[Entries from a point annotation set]
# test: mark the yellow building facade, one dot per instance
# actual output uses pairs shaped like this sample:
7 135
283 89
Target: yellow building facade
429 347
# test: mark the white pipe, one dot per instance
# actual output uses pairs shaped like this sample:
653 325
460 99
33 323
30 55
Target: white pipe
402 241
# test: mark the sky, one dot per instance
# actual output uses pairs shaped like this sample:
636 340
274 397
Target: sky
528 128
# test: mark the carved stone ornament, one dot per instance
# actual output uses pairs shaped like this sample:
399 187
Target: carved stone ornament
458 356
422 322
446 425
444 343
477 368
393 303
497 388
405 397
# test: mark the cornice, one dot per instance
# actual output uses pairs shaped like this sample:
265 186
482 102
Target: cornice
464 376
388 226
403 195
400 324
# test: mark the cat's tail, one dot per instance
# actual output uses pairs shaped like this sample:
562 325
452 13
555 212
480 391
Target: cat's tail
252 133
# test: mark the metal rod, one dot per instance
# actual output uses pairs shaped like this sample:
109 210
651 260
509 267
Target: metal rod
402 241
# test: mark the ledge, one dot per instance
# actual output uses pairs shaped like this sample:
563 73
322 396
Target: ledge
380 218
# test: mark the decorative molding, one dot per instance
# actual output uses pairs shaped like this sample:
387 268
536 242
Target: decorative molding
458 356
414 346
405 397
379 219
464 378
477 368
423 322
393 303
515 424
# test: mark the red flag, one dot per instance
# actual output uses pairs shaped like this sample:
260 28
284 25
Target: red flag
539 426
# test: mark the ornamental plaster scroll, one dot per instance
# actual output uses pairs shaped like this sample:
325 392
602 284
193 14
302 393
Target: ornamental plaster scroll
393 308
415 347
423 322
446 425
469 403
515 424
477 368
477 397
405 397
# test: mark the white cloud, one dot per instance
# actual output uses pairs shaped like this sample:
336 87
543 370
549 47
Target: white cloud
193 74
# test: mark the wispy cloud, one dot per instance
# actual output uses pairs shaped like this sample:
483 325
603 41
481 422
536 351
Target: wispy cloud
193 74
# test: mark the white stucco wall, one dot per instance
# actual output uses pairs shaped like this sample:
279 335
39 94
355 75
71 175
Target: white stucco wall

*SHORT EXERCISE*. Reproduce the entire listing above line for line, with no changes.

*OUTPUT OF THE TASK*.
# test: mark the yellow building facade, one dot per instance
# actual output uses pairs shaped like this sample:
7 135
283 89
Target: yellow building facade
429 347
# test: mark the white pipe, one dot per instance
# actual output uses pairs shaped like this sample:
653 325
460 99
33 323
30 55
Target: white pipe
402 241
# test: mark the sky, one dot per instance
# actual output uses pairs shaped like this sample:
636 340
274 397
Target: sky
528 128
# test: mark the carved stone ornament, one dot per instance
# actual output uses pairs shaped like this sample:
399 187
Target: carved stone ornament
458 356
422 322
446 425
444 343
477 368
393 303
497 388
405 397
# test: mark the cornice, one dot per instance
# actual output uses pairs shaped like this sample:
265 186
482 102
Target: cornice
464 376
388 226
403 195
400 324
# test: mark the cat's tail, one dot per instance
# actual output uses pairs shaped like this sample:
562 325
452 13
555 212
480 391
Target: cat's tail
252 133
# test: mark the metal rod, one dot per instance
# actual output uses pairs shaped like this sample:
109 210
651 260
509 267
Target: metal rod
402 241
# test: mark the ledge, one dot per instance
# actual output uses pairs shaped like this sample:
563 73
322 396
Target: ledge
380 218
# test: mark the decorative molding, one dot per instance
# actual output uses pairs shaped like this sample:
387 268
536 242
Target: decorative molding
458 356
414 346
405 397
379 219
464 378
477 368
423 322
393 303
515 424
# test: mark the red flag, one dot per instance
# actual output uses pairs shaped like this sample:
260 28
284 25
Target: red flag
539 426
# test: mark the ornamental plaster scroll, one dot per instance
# actual output uses pairs shaped like this sample:
325 392
602 284
193 14
302 393
Target: ornamental plaster scroll
393 308
415 347
423 322
446 425
469 403
515 424
477 368
477 397
405 397
# test: mark the white cloud, one dot per instance
# actual output uses pairs shaped like this sample:
336 87
543 370
549 47
Target: white cloud
193 74
# test: mark the wispy cloud, one dot per instance
# actual output uses pairs shaped like this sample:
483 325
603 41
481 422
536 351
Target: wispy cloud
193 74
# test: mark the white stucco wall, one dot per instance
# actual output uses pairs shaped like this sample:
279 335
39 94
355 75
71 175
Target: white stucco wall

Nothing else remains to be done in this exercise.